[[ AVAILABLE DATA, beginning ]]

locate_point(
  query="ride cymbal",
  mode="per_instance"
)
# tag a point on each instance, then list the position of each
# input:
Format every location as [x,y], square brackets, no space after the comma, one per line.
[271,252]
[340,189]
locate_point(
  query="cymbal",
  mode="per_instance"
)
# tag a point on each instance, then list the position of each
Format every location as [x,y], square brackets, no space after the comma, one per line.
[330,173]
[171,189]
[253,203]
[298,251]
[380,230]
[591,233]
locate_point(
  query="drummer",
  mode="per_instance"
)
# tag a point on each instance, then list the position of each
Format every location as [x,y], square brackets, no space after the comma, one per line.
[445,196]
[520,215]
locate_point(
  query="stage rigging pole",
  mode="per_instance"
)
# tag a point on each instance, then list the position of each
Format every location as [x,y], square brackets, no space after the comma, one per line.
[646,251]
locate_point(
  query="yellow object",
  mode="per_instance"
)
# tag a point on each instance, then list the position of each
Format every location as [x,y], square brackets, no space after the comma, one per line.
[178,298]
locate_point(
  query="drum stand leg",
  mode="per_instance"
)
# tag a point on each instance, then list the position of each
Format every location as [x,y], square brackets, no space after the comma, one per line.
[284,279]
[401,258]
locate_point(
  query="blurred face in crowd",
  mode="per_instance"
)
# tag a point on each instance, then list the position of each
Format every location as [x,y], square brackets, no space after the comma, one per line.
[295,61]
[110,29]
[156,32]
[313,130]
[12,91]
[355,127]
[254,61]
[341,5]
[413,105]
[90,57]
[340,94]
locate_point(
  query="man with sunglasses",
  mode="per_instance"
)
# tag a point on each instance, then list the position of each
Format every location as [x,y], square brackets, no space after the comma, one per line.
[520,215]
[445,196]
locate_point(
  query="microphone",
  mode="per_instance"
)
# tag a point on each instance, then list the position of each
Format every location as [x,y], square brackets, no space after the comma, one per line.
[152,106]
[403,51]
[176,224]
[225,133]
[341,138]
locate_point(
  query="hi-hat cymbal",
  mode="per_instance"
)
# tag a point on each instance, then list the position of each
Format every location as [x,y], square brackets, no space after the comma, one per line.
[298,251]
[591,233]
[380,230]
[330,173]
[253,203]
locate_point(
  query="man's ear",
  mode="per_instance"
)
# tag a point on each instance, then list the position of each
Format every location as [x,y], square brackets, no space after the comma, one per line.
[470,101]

[[ AVAILABLE DATA, end ]]

### WHAT TO WORK ON
In the data above, which lines include "cymbal"? Return those lines.

### COMPLETED EXERCISE
  query="ride cymbal",
  query="cymbal",
  query="hi-hat cymbal",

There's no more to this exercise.